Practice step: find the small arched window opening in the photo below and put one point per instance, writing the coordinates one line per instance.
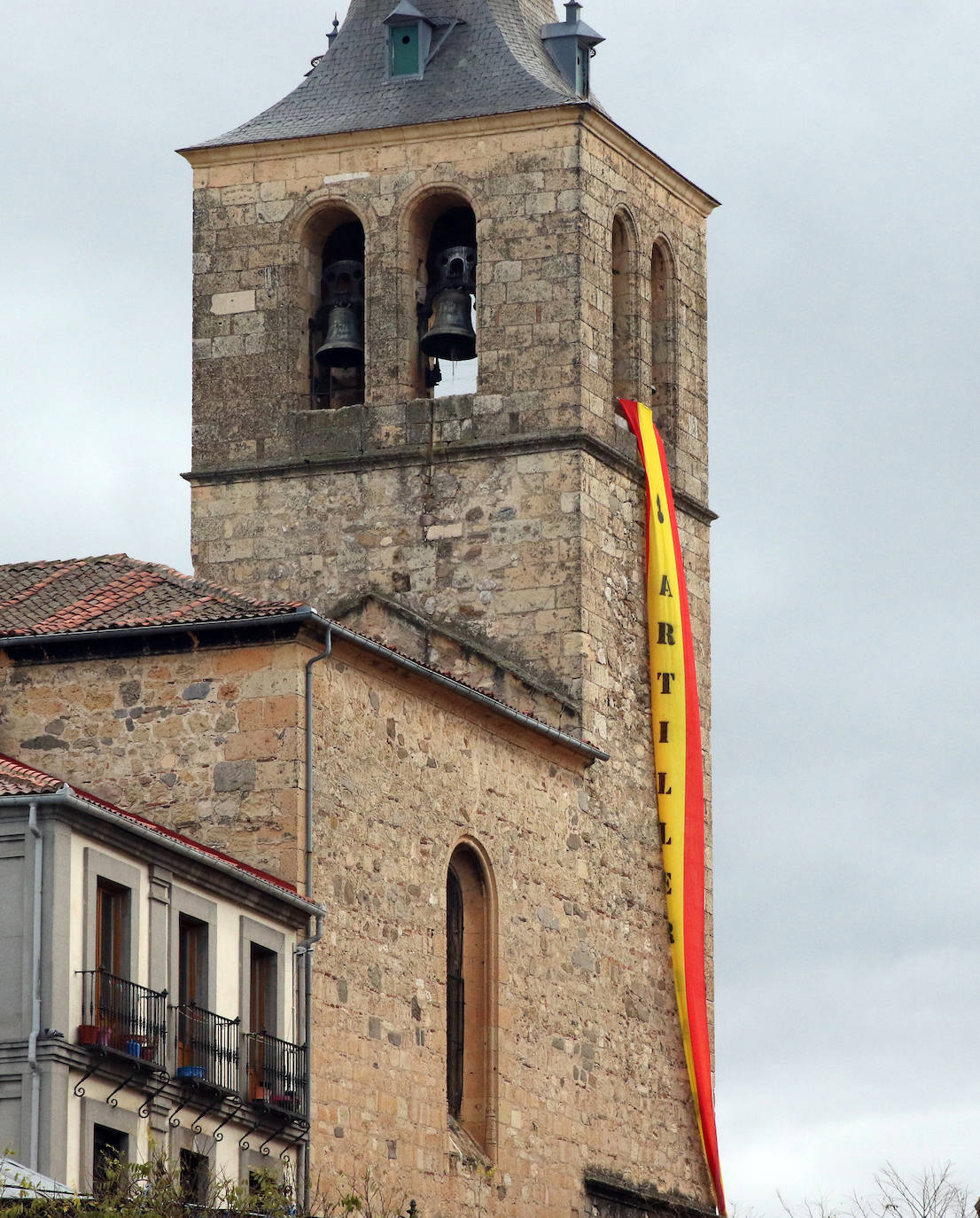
(446, 293)
(664, 338)
(471, 1000)
(336, 331)
(625, 328)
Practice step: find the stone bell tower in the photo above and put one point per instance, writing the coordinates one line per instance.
(326, 465)
(443, 191)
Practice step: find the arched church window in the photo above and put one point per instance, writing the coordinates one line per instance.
(664, 336)
(471, 1000)
(447, 301)
(625, 328)
(336, 331)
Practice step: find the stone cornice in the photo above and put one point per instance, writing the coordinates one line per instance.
(595, 121)
(464, 449)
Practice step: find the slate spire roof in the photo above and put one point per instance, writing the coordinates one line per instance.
(492, 62)
(114, 592)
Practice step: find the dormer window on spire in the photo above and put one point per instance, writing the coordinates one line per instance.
(572, 44)
(414, 39)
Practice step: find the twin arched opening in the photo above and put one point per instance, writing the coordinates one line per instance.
(443, 253)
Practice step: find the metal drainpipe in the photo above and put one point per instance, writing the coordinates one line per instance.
(306, 947)
(35, 990)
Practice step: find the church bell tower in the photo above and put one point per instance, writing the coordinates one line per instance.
(445, 196)
(445, 201)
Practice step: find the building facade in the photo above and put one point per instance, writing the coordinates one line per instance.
(427, 707)
(157, 997)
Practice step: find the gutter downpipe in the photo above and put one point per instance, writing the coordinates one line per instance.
(35, 990)
(307, 944)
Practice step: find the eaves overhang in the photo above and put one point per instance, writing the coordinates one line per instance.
(49, 648)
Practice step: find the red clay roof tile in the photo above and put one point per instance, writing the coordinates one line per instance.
(17, 778)
(113, 592)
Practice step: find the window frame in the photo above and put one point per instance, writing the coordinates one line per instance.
(274, 941)
(116, 873)
(191, 905)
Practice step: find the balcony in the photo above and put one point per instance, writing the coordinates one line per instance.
(276, 1074)
(207, 1049)
(123, 1017)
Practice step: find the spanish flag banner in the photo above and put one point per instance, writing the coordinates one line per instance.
(678, 768)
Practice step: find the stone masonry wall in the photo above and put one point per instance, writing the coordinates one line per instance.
(452, 505)
(514, 514)
(591, 1064)
(208, 743)
(591, 1067)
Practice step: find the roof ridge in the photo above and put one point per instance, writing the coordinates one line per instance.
(41, 776)
(494, 62)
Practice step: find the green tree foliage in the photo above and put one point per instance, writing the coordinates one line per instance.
(156, 1191)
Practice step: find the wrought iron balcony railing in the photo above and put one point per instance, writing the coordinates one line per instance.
(123, 1017)
(207, 1048)
(276, 1072)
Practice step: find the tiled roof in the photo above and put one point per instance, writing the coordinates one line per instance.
(492, 62)
(113, 592)
(17, 778)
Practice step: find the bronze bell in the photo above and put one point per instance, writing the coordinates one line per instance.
(452, 335)
(344, 302)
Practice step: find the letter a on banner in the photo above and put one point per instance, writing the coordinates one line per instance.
(676, 722)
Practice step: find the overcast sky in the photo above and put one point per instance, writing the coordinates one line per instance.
(844, 268)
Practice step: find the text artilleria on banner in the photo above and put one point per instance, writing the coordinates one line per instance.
(676, 722)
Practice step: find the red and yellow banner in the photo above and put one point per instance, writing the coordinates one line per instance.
(680, 774)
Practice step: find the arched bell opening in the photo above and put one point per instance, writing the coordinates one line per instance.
(336, 329)
(625, 319)
(446, 296)
(664, 339)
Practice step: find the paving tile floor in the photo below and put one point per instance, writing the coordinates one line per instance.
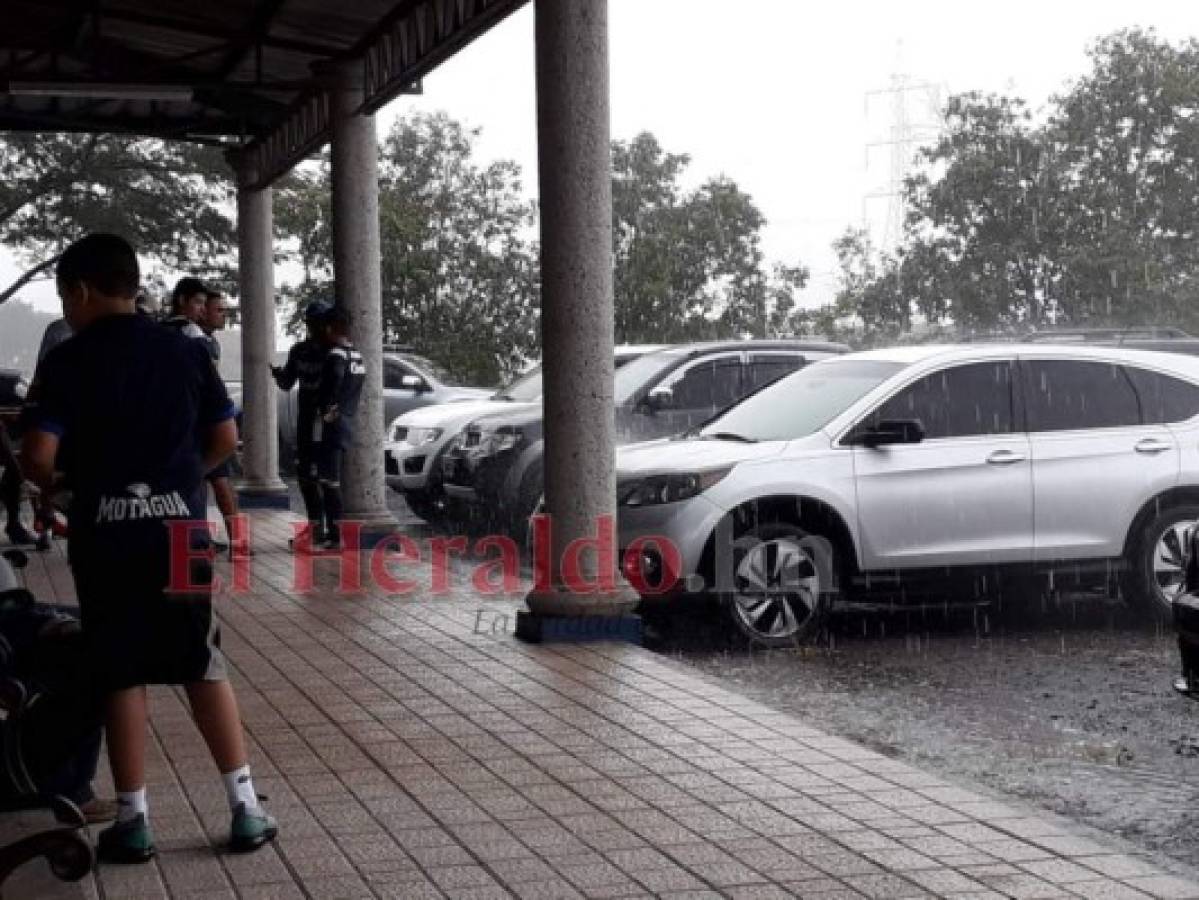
(411, 748)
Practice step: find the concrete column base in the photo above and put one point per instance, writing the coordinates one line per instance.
(255, 495)
(373, 530)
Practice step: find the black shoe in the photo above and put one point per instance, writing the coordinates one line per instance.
(18, 533)
(315, 532)
(251, 829)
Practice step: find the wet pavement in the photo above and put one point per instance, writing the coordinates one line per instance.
(1067, 705)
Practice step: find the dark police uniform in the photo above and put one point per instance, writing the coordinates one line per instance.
(131, 403)
(341, 388)
(306, 361)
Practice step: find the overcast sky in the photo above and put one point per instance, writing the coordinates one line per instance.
(773, 92)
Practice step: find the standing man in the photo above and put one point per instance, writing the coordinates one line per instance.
(306, 361)
(139, 415)
(211, 321)
(337, 404)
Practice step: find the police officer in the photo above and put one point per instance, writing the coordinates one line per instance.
(337, 403)
(187, 307)
(306, 360)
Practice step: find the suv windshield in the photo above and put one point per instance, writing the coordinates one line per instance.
(803, 403)
(632, 376)
(435, 369)
(524, 388)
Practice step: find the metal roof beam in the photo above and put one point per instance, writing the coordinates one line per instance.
(407, 44)
(258, 26)
(312, 48)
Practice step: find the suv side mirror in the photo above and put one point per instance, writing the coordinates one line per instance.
(887, 432)
(414, 382)
(660, 398)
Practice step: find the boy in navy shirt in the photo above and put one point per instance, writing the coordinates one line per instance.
(136, 415)
(337, 404)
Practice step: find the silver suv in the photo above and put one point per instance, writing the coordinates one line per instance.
(922, 460)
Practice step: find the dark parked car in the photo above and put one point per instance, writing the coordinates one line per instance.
(409, 381)
(495, 464)
(13, 387)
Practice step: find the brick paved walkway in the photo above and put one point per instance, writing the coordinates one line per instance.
(411, 748)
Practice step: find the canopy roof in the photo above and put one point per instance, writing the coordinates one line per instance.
(235, 72)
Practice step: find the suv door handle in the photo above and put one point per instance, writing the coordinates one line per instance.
(1005, 458)
(1152, 445)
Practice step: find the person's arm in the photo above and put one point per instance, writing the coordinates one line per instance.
(218, 429)
(220, 442)
(37, 453)
(331, 378)
(48, 409)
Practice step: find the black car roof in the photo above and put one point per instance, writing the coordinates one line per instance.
(709, 346)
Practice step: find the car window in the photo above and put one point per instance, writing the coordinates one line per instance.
(960, 402)
(765, 368)
(1066, 394)
(1163, 398)
(708, 385)
(805, 402)
(524, 388)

▬▬▬▬▬▬

Rewrite all the records, changing each "Practice step" to "Labeling step" and keeping everything else the same. Omit the pictures from your answer.

Labeling step: find the small arched window opening in the photo below and put one point per instance, writing the coordinates one line per instance.
(446, 293)
(664, 338)
(471, 1000)
(336, 331)
(625, 328)
Labeling step: find the stone bell tower in the photo above and put one point per instance, writing the coordinates one line per instance.
(326, 465)
(443, 191)
Labeling step: find the arched church window in the photo above and put one point per instance, writing the coordinates one line per instance.
(664, 336)
(471, 1000)
(447, 301)
(625, 328)
(336, 331)
Labeling step: find the stone cornice in the photo above and put one point per instance, writing the coordinates one line per instance.
(595, 121)
(464, 449)
Labeling step: find the slate spire roof in the photo above and put one point per instance, writing the coordinates one line per instance.
(492, 62)
(114, 592)
Labeling step: find the dormer window on spire in the photo above and put one point per instance, writing the coordinates one line per instance.
(572, 44)
(414, 39)
Labeling step: find the twin arched opening in the photo above and put one point per instance, writing the coordinates one line per instance.
(443, 253)
Labeling step: find the metal drainpipe in the photo above and put one point per instance, writing the coordinates one line per instance.
(306, 947)
(35, 990)
Labeling step: find the church bell tower in the photo above and put one point per instance, writing the coordinates one line per instance.
(445, 196)
(445, 201)
Labeling step: find the building facade in the photo above and put one point per instance, writing the coordinates one line per instance.
(427, 707)
(157, 997)
Labeling step: find the gutter downpipe in the photo above and put one point per instance, writing the coordinates one line per instance.
(35, 990)
(307, 944)
Labeling step: find the eaves overhang in the photo above and put one point per instance, writing the coordinates one line per instance.
(49, 648)
Labeling step: find the red clay roof tile in the photo above and put one point per instance, writing the coordinates one line per instance.
(17, 778)
(113, 592)
Labeling step: find the window frame in the photo above and put one point per instance, writing the coordinates one line per instance.
(274, 941)
(116, 873)
(191, 905)
Labeling step: find the balcony in the photo above and put one point per instance, writing the coordinates one line per instance.
(276, 1074)
(207, 1049)
(123, 1017)
Labeling step: find the spanish flag banner in the photo above and put one point per instance, writing the coordinates one line per instance.
(678, 768)
Labeling step: find the stone masonry wall in the photo above and put one point per instance, writing the coordinates one line per instance.
(452, 505)
(514, 514)
(591, 1064)
(208, 743)
(591, 1067)
Labeling step: find the roof ridge in the photo above and put one point per instance, writing the coordinates one line per instance.
(41, 776)
(494, 62)
Labeling step: find the green tree foliage in the photo above and put one point per instance, writing the coordinates one line per instance.
(156, 1191)
Labeling step: find the wrought iron balcony railing in the photo above and put one point per instance, writing the coordinates one line per instance.
(123, 1017)
(207, 1048)
(276, 1072)
Labeling step: find the tiled roof in the photo above and put one point per instance, writing the coordinates one line per instance.
(492, 62)
(113, 592)
(17, 778)
Labeling step: find the bronze bell in the photo above and put one point per instance, writing the coordinates one line per instance.
(452, 335)
(344, 302)
Labeling step: find the letter a on banner in the photo above and put one point per instance, writing the coordinates one line per instance.
(676, 722)
Labeling step: find the overcast sky in the photo above and put one point per instance, writing the coordinates one line per instance.
(844, 268)
Labeling step: find the text artilleria on banner in the photo above and put one point per instance, writing the coordinates one line per instance.
(676, 722)
Labeling step: find the red and yellow banner in the photo above and put one point per instance, writing the coordinates one line per instance.
(680, 774)
Labeling step: find the arched bell opening in the photo above and put one point per instance, writing the coordinates one line per instance.
(336, 329)
(625, 319)
(446, 296)
(664, 339)
Labeling step: find the paving tile floor in the photo below and put one point per instance, writing the coordinates one line per instance.
(411, 748)
Labeling step: find the concrete column base in the photo above and put one point per instance, writing the coordinates one line per instance.
(255, 495)
(373, 530)
Labeling step: find the black shoe in the photo above and put one point per instance, writing the coordinates one line per instance.
(18, 533)
(315, 532)
(251, 829)
Labeling step: find the wet pavement in the photo above and put one point per instance, writing the coordinates one line per instance.
(1067, 705)
Labeling step: find the dark police uniform in the photo above and put one point per instance, writing the coordinates one line per instance.
(131, 403)
(341, 388)
(306, 361)
Labeling step: find the overcast sky in the photo above and put one point per instance, writing the coordinates one line per instance.
(773, 92)
Labeling step: find the standing man in the photo above and put one point per instance, writing the coordinates one line per instance.
(306, 361)
(139, 415)
(211, 321)
(337, 404)
Labeling step: find the police officer in the photo above and put one point per instance, writing the coordinates one line per instance.
(337, 403)
(187, 307)
(306, 360)
Labeling step: find the suv windshield in the photo above and put one point per instance, writing the coordinates one line per instance.
(803, 403)
(632, 376)
(435, 369)
(524, 388)
Labeling step: find the metal roof beam in the photo above and put one point per instance, writing the coordinates one line per instance.
(407, 44)
(258, 26)
(312, 48)
Labeling step: find the suv side mirror in the photo above and put one point per instance, writing the coordinates one line per instance.
(887, 432)
(414, 382)
(660, 398)
Labeling step: find the boy in navy shirt in the photo above and put one point per instance, writing the coordinates one line per instance.
(136, 415)
(337, 404)
Labeling step: find the silver suv in the photo above and put one point per instance, writing the coordinates one line per instance.
(922, 460)
Labeling step: find the dark parked car in the photo above and put one point per instance, writing the coordinates one line per instance.
(409, 381)
(495, 464)
(13, 387)
Labeling step: find the brick paved walkway in the photo above and put one point per instance, writing the coordinates one line per instance.
(411, 748)
Labeling step: find the canopy roof in the photo above and put one point per instance, writing the coordinates one line per instance.
(235, 72)
Labeling step: find the suv door handle in the photo above and put one point per instance, writing the coordinates one line per instance.
(1005, 458)
(1152, 445)
Labeling step: find the person's arm in the photo above and put one point per instance, writing the coordinates one line per instance.
(218, 429)
(220, 442)
(37, 453)
(331, 378)
(48, 409)
Labeling step: find the black car roof in the photo above and put one point per instance, writing the coordinates one line per instance.
(709, 346)
Labeling step: find the car window in the photo above and put one point per instance, writing the coordinates one line per instance.
(960, 402)
(765, 368)
(1066, 394)
(1163, 398)
(708, 385)
(805, 402)
(524, 388)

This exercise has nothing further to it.